### REQUIREMENT:
Give the count of lines in the entries below that contain the string "provide", and only that count.

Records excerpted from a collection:
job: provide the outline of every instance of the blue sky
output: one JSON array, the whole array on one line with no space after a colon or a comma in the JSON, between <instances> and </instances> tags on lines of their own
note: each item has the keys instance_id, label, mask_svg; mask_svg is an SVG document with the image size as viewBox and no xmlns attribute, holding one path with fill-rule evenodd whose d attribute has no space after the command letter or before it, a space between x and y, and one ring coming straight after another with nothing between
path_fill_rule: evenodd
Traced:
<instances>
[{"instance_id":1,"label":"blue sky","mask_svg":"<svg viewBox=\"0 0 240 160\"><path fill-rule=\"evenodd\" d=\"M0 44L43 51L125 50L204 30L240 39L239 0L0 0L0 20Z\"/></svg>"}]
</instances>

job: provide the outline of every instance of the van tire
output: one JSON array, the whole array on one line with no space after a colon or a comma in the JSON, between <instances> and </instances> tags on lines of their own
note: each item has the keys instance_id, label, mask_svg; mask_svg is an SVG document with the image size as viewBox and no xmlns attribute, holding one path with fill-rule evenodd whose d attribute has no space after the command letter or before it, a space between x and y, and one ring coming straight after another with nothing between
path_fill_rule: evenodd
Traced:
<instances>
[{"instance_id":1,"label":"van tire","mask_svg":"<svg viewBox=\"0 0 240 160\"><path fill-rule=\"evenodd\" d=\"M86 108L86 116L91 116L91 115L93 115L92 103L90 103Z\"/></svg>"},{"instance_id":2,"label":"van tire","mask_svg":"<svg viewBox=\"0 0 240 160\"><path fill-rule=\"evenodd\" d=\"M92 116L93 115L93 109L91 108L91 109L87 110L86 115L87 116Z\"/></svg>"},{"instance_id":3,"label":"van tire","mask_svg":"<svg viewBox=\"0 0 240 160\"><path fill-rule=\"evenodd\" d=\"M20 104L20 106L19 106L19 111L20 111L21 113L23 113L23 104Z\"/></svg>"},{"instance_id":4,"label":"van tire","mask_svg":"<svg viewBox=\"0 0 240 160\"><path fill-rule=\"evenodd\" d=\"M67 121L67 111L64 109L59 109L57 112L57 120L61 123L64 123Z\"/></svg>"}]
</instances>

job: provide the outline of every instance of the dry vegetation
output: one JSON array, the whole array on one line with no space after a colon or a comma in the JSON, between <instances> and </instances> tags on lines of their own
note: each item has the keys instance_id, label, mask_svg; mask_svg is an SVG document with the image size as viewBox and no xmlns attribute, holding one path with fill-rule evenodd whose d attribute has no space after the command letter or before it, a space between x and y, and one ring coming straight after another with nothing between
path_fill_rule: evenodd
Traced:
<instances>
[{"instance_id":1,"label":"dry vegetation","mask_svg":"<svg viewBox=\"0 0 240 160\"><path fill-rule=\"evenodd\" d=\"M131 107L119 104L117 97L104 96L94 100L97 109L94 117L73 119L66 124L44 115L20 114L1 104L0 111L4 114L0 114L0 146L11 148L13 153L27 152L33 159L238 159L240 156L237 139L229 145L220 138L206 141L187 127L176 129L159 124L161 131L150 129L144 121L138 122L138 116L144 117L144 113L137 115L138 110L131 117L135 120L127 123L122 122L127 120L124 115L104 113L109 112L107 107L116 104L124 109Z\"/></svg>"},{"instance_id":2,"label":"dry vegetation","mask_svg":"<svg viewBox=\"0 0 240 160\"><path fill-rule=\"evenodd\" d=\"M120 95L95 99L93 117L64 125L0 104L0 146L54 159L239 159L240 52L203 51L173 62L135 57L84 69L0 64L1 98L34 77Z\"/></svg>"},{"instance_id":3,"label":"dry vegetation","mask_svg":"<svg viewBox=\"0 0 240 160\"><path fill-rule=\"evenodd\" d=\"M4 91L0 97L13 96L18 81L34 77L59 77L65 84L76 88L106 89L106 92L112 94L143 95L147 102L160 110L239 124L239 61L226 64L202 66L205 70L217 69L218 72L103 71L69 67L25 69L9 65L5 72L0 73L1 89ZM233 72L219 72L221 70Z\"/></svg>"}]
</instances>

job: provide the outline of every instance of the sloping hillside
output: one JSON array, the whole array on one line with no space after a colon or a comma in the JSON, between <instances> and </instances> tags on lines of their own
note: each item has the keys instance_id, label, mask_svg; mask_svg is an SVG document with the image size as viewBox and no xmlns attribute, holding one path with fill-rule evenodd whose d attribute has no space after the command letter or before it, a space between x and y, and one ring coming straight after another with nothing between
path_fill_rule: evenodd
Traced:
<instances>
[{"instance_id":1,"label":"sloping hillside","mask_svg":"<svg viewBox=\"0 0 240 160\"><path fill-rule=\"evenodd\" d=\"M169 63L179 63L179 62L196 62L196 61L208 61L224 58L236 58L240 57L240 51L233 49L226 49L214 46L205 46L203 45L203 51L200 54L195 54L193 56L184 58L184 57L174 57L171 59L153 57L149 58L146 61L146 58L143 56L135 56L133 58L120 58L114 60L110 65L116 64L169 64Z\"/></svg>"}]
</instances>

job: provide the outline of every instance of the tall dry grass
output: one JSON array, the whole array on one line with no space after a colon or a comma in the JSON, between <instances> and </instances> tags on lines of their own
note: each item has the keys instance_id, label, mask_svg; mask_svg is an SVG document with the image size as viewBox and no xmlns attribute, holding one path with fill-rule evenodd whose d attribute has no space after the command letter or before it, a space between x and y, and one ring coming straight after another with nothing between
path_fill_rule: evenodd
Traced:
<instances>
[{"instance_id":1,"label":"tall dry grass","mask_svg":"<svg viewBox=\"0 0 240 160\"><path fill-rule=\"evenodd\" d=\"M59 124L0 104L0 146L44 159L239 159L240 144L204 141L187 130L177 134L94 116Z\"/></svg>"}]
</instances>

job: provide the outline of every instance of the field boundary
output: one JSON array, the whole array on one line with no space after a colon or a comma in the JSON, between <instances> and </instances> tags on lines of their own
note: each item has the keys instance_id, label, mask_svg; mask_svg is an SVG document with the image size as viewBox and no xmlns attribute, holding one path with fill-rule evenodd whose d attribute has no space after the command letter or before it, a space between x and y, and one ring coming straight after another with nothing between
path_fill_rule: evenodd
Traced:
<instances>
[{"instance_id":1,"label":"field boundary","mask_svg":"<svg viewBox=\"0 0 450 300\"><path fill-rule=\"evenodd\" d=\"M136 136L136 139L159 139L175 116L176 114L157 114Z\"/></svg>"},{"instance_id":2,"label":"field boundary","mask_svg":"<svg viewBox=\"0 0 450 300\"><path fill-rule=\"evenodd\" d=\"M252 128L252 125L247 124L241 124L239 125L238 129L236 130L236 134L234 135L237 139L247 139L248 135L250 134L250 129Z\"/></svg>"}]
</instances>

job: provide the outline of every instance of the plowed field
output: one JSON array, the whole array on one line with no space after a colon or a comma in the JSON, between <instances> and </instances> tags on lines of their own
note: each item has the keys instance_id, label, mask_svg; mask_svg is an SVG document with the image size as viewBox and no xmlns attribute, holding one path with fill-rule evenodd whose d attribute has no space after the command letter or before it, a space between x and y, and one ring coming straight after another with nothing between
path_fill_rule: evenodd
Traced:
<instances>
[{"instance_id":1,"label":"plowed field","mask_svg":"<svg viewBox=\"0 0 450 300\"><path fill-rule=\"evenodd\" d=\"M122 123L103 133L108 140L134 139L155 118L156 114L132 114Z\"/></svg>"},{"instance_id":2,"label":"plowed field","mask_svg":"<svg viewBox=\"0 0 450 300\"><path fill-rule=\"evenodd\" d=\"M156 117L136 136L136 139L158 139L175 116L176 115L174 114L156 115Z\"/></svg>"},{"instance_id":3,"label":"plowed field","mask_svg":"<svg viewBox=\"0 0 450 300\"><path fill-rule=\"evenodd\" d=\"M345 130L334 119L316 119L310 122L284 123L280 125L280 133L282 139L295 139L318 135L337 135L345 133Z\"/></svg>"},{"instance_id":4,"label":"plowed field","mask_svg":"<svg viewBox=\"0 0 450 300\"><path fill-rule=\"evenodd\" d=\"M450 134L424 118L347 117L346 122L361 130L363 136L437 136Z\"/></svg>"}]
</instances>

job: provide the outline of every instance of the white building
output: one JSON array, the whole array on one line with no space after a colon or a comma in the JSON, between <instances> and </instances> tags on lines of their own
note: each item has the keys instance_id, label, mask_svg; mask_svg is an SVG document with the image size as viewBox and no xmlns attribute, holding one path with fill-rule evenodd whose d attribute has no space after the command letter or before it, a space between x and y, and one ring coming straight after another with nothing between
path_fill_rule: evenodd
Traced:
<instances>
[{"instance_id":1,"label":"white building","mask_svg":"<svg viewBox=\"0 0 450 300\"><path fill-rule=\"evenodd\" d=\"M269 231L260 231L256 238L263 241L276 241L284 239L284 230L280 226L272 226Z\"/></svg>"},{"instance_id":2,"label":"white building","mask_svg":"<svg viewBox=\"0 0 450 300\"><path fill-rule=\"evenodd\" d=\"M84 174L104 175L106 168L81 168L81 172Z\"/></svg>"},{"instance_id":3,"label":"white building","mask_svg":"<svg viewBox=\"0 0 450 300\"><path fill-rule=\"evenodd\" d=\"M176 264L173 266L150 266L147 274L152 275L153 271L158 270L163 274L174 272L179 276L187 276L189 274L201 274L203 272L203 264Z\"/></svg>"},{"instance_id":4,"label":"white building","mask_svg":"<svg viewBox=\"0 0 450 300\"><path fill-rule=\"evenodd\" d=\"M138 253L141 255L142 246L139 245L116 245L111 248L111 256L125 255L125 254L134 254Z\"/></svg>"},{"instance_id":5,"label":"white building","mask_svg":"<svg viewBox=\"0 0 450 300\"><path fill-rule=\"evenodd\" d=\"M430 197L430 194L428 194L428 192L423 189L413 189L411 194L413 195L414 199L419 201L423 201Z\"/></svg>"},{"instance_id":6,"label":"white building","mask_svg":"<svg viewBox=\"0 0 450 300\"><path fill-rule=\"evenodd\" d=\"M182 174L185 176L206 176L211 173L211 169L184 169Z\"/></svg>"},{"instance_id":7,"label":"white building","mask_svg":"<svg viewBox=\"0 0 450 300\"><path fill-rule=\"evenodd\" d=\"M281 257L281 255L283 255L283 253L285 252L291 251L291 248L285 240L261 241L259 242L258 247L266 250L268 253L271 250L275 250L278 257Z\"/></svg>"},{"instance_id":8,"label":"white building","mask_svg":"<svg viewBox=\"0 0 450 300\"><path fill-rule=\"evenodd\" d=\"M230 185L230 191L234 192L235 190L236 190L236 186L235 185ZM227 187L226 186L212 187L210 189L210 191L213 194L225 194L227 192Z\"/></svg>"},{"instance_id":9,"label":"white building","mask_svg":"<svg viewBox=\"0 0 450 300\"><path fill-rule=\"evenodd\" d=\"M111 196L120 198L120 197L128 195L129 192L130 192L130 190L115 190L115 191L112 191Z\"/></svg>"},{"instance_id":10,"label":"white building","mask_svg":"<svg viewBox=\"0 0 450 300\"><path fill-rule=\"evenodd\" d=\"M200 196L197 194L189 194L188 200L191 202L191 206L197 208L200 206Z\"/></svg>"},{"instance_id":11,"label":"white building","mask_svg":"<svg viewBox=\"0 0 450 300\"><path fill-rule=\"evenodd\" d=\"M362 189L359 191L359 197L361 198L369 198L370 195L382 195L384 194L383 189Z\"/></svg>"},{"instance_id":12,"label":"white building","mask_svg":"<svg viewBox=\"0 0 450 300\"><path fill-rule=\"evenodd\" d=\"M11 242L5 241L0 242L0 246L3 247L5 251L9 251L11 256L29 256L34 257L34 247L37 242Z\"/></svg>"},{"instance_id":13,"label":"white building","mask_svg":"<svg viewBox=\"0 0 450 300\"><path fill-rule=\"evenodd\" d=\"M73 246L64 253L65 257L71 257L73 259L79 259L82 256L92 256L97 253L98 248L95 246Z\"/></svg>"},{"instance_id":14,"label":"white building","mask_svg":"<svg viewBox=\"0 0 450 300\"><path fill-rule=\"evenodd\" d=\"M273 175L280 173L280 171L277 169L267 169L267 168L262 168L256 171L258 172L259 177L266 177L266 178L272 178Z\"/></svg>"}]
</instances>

### WRITTEN ANSWER:
8